__DOCUMENT PASSAGE__
______
Rate-Determining Step and Overall Reaction Rate

• The slowest step in a reaction mechanism is called the rate-determining step
  • Controls the rate of the overall reaction because it has the highest activation energy among all the elementary steps
  • Represents the bottleneck in the reaction pathway
• The rate law for the overall reaction can be derived from the rate-determining step in the reaction mechanism
  • The rate law for the rate-determining step is identical to the rate law for the overall reaction
  • If the concentration of an intermediate species appears in the rate law for the rate-determining step, the steady-state approximation can be applied to express its concentration in terms of the reactants

Elementary Steps and Rate Laws

Characteristics of Elementary Steps

• Elementary steps are the individual molecular events that occur during a reaction
  • Involve the collision and rearrangement of molecules or ions
  • Cannot be broken down into simpler substeps
  • Occur in a single collision event
• Examples of elementary steps include:
  • Unimolecular dissociation: $AB \rightarrow A + B$
  • Bimolecular collision: $A + B \rightarrow AB$

Rate Laws for Elementary Steps

• The rate law for an elementary step is determined by the molecularity of the reaction
  • Molecularity is the number of molecules or ions that participate in the step as reactants
• For an elementary step, the reaction order for each reactant is equal to its stoichiometric coefficient in the balanced chemical equation for that step
  • Example: For the elementary step $2A + B \rightarrow C$, the rate law is $Rate = k[A]^2[B]$, where $k$ is the rate constant
• The overall reaction order for an elementary step is the sum of the stoichiometric coefficients of the reactants in the balanced chemical equation for that step

Rate-Determining Step in Mechanisms

Identifying the Rate-Determining Step

• The rate-determining step is the slowest step in a multi-step reaction mechanism
  • Controls the overall rate of the reaction because it has the highest activation energy among all the elementary steps
  • Represents the bottleneck in the reaction pathway
• To identify the rate-determining step, compare the rate constants or activation energies of the individual elementary steps
  • The step with the smallest rate constant or the highest activation energy is typically the rate-determining step

Steady-State Approximation for Intermediates

• If the concentration of an intermediate species appears in the rate law for the rate-determining step, the steady-state approximation can be applied
  • Assumes that the concentration of the intermediate remains constant during the reaction because its rate of formation is equal to its rate of consumption
  • Allows the concentration of the intermediate to be expressed in terms of the concentrations of the reactants
• Example: Consider the reaction mechanism:
  • Step 1: $A + B \rightleftharpoons C$ (fast equilibrium)
______
__COLLECTED DATA__
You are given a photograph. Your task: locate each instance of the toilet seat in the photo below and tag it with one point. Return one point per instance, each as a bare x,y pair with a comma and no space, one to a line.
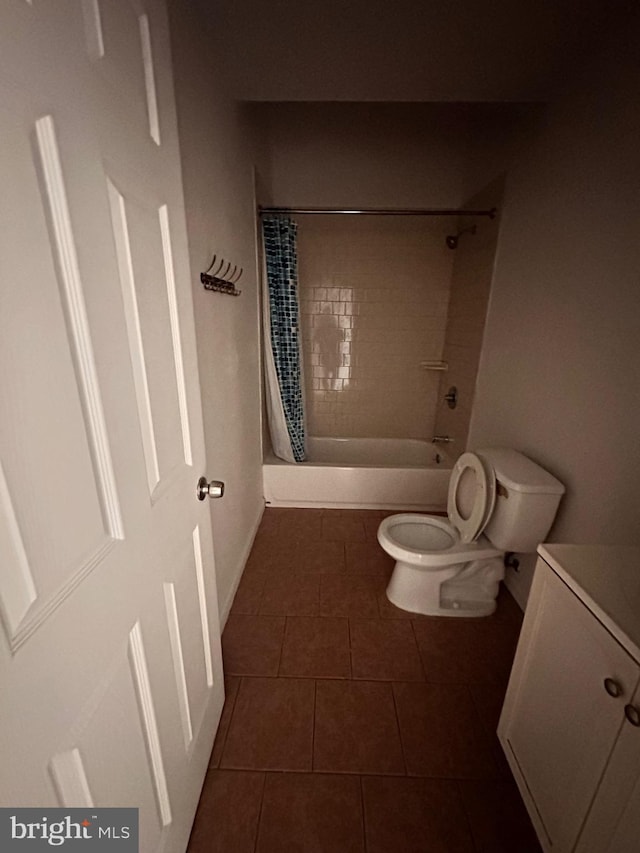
______
__REQUIRED WORK__
Extract from the reaction-mechanism passage the section starting with "Steady-State Approximation for" and going on through "C$ (fast equilibrium)", copied word for word.

__WRITTEN RESPONSE__
Steady-State Approximation for Intermediates

• If the concentration of an intermediate species appears in the rate law for the rate-determining step, the steady-state approximation can be applied
  • Assumes that the concentration of the intermediate remains constant during the reaction because its rate of formation is equal to its rate of consumption
  • Allows the concentration of the intermediate to be expressed in terms of the concentrations of the reactants
• Example: Consider the reaction mechanism:
  • Step 1: $A + B \rightleftharpoons C$ (fast equilibrium)